■ **WHAT THE TASK ASKS**
Find the lines of data that contain the string "minaret", then list them.

■ **Referring expression data**
___
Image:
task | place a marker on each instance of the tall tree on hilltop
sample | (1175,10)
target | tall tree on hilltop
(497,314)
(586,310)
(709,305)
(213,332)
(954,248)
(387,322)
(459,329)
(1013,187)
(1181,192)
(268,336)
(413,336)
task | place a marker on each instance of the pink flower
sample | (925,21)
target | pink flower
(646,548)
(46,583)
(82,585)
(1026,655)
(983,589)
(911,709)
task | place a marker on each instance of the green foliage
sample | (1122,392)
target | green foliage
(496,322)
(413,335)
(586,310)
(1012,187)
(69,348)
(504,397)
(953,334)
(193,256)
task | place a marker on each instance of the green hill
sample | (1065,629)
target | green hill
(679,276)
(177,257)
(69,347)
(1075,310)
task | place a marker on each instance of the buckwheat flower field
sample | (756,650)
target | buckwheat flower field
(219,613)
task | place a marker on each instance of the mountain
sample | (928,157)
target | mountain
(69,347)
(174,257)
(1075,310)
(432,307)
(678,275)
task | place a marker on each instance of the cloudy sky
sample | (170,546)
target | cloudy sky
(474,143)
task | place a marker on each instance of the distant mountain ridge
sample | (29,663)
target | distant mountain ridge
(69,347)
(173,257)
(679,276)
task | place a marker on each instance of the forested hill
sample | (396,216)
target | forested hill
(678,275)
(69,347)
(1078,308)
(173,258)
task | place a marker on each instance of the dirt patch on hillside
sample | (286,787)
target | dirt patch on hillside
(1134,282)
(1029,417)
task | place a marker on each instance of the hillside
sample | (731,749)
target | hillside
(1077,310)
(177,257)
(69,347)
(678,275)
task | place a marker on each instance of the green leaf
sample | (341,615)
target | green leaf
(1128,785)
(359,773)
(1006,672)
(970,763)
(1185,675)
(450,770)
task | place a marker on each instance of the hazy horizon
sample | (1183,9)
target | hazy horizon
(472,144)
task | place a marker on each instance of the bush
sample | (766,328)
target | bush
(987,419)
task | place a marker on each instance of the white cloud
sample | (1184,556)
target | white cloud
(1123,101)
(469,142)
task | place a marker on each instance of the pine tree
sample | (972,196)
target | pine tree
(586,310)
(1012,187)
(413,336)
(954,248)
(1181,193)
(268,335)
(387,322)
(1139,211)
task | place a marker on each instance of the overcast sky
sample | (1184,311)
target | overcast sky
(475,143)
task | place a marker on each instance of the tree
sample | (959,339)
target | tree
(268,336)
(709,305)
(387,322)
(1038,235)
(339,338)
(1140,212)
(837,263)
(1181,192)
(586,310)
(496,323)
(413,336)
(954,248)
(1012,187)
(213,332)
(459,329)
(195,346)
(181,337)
___
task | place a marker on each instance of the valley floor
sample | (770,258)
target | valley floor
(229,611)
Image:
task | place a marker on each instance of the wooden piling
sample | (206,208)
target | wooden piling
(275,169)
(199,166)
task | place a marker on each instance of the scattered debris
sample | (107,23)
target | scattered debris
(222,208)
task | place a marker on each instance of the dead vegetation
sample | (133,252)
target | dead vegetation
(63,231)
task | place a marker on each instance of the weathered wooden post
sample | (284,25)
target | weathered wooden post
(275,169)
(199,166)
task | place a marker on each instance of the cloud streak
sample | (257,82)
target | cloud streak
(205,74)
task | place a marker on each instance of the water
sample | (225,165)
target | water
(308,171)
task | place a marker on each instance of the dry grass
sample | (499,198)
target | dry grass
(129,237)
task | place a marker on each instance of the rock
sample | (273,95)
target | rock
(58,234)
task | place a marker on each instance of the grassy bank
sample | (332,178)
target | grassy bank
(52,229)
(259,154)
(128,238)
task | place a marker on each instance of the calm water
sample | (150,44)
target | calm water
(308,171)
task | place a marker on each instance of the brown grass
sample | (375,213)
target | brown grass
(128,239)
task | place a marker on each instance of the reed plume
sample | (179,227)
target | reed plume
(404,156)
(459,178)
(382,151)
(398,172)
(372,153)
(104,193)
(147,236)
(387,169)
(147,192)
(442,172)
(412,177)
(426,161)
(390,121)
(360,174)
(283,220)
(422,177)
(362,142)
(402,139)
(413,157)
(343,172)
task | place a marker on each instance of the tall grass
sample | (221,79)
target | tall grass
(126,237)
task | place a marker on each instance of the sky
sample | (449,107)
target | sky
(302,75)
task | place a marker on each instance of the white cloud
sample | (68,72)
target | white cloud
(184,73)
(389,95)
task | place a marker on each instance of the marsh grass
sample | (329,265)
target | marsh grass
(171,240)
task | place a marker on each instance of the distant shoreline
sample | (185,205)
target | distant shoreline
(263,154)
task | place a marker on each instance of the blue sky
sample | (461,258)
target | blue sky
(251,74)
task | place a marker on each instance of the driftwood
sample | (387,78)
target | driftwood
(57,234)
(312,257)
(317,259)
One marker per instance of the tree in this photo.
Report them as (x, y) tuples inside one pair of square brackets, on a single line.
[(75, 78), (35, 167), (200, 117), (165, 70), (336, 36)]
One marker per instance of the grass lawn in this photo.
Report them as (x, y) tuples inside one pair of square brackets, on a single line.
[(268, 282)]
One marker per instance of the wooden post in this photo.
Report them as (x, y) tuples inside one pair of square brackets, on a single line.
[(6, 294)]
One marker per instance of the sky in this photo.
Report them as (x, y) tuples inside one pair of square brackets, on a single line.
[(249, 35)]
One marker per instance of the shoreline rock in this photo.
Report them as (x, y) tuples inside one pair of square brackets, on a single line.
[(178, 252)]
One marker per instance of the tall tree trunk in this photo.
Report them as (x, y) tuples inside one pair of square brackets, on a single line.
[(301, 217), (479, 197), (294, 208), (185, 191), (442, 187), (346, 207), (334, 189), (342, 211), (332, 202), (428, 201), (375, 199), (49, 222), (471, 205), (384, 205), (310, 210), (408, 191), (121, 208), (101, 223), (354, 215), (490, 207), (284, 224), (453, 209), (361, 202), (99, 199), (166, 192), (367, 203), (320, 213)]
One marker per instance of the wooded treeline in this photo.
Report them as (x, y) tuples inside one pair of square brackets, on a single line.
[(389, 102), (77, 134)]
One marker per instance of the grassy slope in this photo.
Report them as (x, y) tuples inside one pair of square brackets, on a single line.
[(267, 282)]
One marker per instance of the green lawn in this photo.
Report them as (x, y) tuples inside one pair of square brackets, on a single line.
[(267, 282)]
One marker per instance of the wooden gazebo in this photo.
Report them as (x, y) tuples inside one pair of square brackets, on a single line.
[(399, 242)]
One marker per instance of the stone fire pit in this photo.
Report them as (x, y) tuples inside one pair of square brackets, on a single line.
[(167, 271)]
___
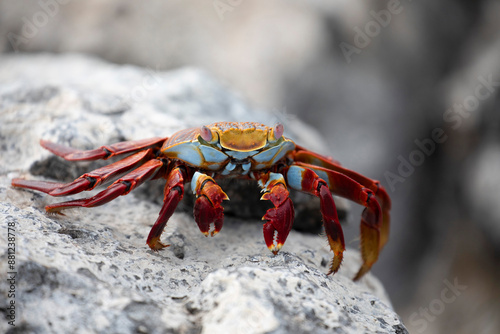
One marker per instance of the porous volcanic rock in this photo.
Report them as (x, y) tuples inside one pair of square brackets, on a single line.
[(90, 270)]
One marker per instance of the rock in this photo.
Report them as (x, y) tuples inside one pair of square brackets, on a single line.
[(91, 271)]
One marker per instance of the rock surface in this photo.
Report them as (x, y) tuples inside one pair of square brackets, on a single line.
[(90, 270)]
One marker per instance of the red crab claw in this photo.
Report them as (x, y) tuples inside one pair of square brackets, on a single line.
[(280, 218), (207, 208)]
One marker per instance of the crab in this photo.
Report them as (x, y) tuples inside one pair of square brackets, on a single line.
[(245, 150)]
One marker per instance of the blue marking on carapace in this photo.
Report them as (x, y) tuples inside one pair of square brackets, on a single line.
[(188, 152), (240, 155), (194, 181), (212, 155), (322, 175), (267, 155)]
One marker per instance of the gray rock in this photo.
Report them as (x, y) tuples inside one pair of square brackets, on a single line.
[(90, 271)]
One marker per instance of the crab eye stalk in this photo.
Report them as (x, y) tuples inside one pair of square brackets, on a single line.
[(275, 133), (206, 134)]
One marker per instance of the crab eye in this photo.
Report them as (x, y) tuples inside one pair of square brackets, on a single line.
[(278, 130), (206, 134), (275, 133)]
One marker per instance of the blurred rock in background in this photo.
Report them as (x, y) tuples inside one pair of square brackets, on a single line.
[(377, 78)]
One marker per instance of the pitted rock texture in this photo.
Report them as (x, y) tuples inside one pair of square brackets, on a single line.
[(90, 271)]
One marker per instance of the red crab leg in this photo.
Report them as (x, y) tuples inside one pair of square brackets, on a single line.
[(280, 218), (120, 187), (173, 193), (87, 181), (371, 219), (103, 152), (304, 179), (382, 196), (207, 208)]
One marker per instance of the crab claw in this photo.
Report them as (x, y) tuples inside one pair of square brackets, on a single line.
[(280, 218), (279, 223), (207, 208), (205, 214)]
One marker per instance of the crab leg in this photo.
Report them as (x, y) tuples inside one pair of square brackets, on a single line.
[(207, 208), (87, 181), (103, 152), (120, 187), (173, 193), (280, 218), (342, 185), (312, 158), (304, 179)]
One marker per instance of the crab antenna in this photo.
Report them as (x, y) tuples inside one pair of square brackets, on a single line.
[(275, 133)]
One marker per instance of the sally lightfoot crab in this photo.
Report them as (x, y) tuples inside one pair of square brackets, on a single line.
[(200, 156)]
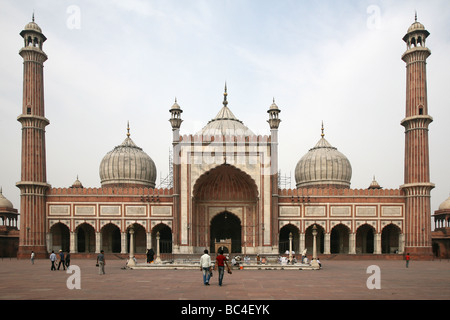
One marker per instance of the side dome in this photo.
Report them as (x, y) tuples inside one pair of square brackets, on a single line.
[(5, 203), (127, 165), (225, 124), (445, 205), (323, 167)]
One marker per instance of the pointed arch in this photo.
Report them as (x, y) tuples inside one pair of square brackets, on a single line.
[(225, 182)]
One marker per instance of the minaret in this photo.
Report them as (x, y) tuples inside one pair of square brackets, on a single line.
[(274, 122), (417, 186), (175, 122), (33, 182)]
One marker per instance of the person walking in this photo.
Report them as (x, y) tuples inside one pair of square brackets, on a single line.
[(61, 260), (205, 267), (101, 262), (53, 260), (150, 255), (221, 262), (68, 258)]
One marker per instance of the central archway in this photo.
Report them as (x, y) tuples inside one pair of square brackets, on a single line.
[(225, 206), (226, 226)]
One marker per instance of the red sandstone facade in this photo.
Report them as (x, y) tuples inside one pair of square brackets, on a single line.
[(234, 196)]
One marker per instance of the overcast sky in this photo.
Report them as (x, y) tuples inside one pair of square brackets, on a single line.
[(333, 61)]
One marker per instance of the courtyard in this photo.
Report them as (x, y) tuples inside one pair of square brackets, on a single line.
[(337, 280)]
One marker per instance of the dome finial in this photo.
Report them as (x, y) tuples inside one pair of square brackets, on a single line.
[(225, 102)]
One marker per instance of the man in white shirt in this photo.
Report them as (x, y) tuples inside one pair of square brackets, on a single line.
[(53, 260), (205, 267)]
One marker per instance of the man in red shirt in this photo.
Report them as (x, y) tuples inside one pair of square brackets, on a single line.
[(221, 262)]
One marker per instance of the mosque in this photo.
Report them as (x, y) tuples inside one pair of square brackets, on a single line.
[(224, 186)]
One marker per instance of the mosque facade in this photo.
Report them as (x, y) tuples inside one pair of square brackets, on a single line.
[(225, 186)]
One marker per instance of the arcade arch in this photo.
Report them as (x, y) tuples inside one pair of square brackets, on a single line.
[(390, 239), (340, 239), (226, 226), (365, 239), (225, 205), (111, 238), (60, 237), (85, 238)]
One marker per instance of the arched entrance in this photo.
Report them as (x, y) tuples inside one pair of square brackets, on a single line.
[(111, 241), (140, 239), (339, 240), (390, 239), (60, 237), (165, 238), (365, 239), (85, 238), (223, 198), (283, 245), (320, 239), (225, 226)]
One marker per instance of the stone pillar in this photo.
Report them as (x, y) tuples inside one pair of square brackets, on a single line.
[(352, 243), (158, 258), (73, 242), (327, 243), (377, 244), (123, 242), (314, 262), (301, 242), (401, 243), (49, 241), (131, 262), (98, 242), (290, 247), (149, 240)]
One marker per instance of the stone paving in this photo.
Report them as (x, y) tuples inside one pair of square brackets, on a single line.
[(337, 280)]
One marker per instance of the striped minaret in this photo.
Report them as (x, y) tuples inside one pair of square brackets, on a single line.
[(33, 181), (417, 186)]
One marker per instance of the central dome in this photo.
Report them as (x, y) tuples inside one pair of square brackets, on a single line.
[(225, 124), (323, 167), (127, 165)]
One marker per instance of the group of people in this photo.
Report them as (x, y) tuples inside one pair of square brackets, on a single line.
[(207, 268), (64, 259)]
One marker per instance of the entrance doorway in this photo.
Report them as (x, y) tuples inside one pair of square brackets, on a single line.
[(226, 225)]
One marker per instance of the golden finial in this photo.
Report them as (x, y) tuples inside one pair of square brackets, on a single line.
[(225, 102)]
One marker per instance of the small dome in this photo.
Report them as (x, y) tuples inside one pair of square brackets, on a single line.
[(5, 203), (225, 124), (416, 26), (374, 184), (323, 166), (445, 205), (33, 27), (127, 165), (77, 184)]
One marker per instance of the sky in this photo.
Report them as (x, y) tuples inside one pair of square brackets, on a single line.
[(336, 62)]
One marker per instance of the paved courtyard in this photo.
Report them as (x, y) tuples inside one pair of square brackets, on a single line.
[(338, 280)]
___
■ **EXERCISE SOLUTION**
One marker per instance of the minaret in this photo.
One marker per instance of the striped minaret in this photo.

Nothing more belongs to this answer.